Records of labeled points:
[start]

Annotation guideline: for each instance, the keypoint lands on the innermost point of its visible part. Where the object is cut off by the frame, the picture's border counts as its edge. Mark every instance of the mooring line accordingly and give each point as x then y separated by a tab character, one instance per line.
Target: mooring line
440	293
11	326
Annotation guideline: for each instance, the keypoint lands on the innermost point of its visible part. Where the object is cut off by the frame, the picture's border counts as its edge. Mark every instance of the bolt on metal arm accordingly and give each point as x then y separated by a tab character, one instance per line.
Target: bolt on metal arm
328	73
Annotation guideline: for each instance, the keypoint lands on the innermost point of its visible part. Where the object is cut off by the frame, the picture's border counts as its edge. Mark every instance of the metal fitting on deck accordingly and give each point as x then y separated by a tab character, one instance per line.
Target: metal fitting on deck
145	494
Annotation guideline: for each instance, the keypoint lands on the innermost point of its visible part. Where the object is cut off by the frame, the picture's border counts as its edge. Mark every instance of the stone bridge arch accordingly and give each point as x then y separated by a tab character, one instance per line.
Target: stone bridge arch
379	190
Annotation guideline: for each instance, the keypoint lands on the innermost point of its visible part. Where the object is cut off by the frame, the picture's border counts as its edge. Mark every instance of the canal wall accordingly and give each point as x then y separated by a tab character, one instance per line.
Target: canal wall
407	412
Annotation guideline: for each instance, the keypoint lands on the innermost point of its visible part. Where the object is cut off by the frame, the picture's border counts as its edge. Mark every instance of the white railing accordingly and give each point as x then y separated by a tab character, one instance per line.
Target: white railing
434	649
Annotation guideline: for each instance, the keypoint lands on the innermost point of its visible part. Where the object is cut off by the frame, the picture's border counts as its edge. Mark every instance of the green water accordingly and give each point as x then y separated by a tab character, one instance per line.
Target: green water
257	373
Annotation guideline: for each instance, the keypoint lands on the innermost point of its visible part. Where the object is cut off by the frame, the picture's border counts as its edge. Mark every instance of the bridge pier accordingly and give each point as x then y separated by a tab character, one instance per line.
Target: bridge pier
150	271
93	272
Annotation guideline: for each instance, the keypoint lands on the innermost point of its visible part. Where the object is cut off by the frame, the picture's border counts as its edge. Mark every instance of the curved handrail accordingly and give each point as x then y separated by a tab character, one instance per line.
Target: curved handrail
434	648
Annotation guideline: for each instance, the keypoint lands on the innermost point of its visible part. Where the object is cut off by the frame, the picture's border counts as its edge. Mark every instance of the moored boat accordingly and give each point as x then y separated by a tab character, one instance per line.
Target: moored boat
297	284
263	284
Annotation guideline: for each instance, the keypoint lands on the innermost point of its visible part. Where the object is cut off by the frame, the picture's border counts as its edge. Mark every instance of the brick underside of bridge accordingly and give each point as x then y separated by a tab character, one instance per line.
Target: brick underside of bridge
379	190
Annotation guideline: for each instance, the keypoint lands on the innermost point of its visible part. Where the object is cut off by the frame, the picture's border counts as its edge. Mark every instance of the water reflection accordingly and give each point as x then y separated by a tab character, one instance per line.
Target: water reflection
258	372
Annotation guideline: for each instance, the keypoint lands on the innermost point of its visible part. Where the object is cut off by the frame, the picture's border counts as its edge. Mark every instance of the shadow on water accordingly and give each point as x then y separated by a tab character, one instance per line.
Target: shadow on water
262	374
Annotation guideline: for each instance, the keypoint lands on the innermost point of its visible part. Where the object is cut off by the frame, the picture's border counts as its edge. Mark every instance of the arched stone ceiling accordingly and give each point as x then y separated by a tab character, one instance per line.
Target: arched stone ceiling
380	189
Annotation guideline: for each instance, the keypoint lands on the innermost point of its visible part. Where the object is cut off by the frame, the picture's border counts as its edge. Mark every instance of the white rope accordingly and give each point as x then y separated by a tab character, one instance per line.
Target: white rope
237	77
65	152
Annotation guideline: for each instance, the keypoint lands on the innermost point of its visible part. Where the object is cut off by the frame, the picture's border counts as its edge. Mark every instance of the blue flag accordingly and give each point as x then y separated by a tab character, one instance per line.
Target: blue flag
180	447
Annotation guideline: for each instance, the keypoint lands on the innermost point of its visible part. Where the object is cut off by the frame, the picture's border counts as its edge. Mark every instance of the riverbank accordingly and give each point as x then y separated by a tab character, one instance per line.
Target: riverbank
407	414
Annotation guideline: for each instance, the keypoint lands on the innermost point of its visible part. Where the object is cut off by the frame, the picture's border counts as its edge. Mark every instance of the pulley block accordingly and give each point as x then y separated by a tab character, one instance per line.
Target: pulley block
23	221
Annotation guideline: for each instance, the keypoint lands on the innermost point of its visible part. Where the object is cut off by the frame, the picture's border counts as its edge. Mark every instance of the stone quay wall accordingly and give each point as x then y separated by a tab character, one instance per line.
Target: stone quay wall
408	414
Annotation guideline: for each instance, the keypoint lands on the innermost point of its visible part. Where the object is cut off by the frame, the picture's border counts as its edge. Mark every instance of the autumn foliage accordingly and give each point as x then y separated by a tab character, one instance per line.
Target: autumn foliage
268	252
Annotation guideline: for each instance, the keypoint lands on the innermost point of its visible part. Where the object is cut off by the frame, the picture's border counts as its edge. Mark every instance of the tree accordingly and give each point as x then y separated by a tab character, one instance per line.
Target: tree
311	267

[end]

### [Stated problem]
Set down, word for word, every line from the line that holds "of the autumn" to the end of the entries above, including both ends.

### [Solved problem]
Annotation guideline: for each instance, the keypoint lands on the innermost point of its visible part. Where the object is cut off by the frame, the picture's border counts as its edge. Mark every instance of the autumn foliage accordingly and give each point as x then y separated by a tab character, one instance per line.
Target: autumn foliage
268	252
Annotation guideline: for each instance, the keypoint lands on the innermost point of its visible part. Where the object is cut off by the frame, the picture's border counts as its edge. Mark every instance of the tree accordingly and give each point as x then y separated by a tab character, one instance per line.
Target: tree
311	267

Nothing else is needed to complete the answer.